● **Passage given**
Does it rotate for placing the grads?
_Yes, but it may cause a vignette on full frame sensor.
_

Is there an adapter for a CPL or is one expected soon?
_It is not at this moment._


----------



## flowers (Feb 3, 2014)

pinktech said:


> I finally heard back from Samyang Europe this morning. If they're truly not going to add a few more filters, I think this is a No for me, esp. since I use a FF camera. If it's going to be limited to a light ND and you have to buy another set down the road anyway,... Oh, and they called me Sir, but I am a Madame.
> 
> (copied from email, their reply is italicized)
> 
> ...



Thank you so much for sharing! No CPL? Then it's not for me. I also shoot FF.


----------



## rmfagan (Feb 3, 2014)

A circular polarizer on a 14mm lens on FF is fairly pointless... Because polarization can only occur over a limited angle (90 degree IIRC) using one on such a wide lens would almost certainly result in uneven polarization across the image, i.e. banding in a blue sky. 

It is generally not recommended.


----------



## sagittariansrock (Feb 3, 2014)

rmfagan said:


> A circular polarizer on a 14mm lens on FF is fairly pointless... Because polarization can only occur over a limited angle (90 degree IIRC) using one on such a wide lens would almost certainly result in uneven polarization across the image, i.e. banding in a blue sky.

● **Stated goal**
Carry on the forum thread about filters for the 14mm lens, starting right after its final sentence. The listing that comes next is drawn from a separate source.

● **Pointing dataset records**
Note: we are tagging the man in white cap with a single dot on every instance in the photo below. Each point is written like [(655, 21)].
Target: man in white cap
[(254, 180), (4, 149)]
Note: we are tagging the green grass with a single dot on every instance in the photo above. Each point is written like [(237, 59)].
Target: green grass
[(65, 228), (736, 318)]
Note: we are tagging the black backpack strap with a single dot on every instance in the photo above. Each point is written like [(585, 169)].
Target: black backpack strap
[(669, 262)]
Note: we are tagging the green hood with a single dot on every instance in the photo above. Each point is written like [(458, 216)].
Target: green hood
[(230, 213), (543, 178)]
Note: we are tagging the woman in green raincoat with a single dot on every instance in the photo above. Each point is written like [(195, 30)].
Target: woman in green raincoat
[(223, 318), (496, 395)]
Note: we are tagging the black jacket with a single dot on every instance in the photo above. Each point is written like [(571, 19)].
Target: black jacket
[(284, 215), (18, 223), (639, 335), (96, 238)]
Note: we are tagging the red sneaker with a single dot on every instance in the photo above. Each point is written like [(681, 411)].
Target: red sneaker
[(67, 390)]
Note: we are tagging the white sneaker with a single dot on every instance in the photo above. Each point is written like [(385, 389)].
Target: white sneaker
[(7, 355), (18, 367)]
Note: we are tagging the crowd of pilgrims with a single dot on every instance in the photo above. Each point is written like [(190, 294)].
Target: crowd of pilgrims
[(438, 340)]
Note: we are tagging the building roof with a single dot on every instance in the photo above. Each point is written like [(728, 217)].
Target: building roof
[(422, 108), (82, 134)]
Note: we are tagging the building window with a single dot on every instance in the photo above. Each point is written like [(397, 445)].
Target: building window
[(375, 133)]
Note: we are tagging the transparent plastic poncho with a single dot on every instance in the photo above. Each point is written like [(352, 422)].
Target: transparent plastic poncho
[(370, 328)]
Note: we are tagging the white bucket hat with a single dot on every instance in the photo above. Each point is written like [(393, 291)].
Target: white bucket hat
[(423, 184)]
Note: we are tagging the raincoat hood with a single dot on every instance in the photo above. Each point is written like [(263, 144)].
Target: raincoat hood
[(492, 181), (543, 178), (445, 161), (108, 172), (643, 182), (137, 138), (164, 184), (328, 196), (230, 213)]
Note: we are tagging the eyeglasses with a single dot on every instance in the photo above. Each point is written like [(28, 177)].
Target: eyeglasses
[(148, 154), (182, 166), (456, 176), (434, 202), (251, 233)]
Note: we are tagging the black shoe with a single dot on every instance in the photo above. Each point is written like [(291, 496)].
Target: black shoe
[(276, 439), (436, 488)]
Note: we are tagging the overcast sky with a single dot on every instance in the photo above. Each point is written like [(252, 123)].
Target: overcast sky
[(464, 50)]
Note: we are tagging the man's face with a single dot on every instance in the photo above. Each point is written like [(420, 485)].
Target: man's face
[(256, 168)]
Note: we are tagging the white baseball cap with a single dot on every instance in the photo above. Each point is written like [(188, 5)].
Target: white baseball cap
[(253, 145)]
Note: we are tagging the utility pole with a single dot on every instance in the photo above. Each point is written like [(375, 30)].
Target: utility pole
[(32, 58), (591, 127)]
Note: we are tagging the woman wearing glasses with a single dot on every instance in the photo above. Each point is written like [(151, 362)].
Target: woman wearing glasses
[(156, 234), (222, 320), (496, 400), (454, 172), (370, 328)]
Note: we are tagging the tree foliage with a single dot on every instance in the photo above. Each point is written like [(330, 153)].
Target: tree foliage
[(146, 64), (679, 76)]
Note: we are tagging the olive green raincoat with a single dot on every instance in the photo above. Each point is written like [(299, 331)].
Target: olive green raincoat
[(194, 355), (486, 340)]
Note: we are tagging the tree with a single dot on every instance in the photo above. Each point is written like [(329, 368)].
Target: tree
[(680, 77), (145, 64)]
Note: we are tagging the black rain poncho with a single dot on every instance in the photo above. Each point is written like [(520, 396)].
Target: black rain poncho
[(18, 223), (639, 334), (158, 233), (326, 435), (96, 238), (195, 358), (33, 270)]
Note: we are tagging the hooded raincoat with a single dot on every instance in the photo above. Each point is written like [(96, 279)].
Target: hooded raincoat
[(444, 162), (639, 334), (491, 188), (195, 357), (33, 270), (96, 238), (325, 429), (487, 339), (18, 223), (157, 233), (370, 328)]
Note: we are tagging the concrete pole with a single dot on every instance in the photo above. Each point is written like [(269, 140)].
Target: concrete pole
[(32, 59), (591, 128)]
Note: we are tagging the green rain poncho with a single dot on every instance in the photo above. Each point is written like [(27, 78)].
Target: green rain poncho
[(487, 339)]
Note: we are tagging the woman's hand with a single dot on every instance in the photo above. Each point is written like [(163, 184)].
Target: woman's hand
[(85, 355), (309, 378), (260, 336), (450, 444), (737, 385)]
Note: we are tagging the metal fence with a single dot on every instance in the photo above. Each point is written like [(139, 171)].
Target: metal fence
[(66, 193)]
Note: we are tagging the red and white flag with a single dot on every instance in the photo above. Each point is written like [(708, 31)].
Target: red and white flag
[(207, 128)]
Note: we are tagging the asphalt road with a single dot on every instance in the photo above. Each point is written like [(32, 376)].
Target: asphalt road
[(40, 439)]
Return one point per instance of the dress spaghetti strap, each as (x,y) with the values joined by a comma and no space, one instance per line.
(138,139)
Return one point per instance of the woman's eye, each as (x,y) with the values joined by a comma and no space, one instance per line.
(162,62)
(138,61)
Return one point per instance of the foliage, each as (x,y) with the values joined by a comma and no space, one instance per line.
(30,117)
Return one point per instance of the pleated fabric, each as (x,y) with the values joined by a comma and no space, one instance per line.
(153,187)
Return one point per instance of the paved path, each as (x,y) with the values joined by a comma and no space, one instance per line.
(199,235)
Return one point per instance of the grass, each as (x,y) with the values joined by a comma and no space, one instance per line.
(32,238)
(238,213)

● **Exercise result**
> 
> It is generally not recommended.



Polarizer at 14mm is not pointless.
1. Your frame might only contain a part of the sky.
2. You might want to reduce reflections in an indoor shot.
Not allowing polarizers is restrictive.
It is silly that Samyang couldn't make something compatible with the 150mm filters.
If they work with the 14-24 I don't see why they won't with the 14mm.
I'll receive mine in a few minutes and will probably have to look for a DIY solution.


----------



## flowers (Feb 4, 2014)

sagittariansrock said:


> rmfagan said:
> 
> 
> > A circular polarizer on a 14mm lens on FF is fairly pointless... Because polarization can only occur over a limited angle (90 degree IIRC) using one on such a wide lens would almost certainly result in uneven polarization across the image, i.e. banding in a blue sky.
> ...



Thank you for this post.  Like you said, CPL is not for skies, it's for manipulating polarized reflections (polarized light in the sky is reflected sunlight) inside and outside. It's not in any way restricted to "making the sky bluer".
Let us know your impressions on the filter holder and if you succeed in adapting a third party CPL filter to it somehow!


----------



## rmfagan (Feb 4, 2014)

I am aware that uses for a cpl extend beyond darkening skies. Rather I was using that as an example. Regardless, natural or artificial light will scatter and an ultra wide such as the Samyang 14 will result in uneven polarization across the frame, whether that frame includes sky or not. Granted, this phenomenon is most apparent with an even subject such as a blue sky. While other images may not show it as well, it still occurs.


----------



## privatebydesign (Feb 4, 2014)

rmfagan said:


> I am aware that uses for a cpl extend beyond darkening skies. Rather I was using that as an example. Regardless, natural or artificial light will scatter and an ultra wide such as the Samyang 14 will result in uneven polarization across the frame, whether that frame includes sky or not. Granted, this phenomenon is most apparent with an even subject such as a blue sky. While other images may not show it as well, it still occurs.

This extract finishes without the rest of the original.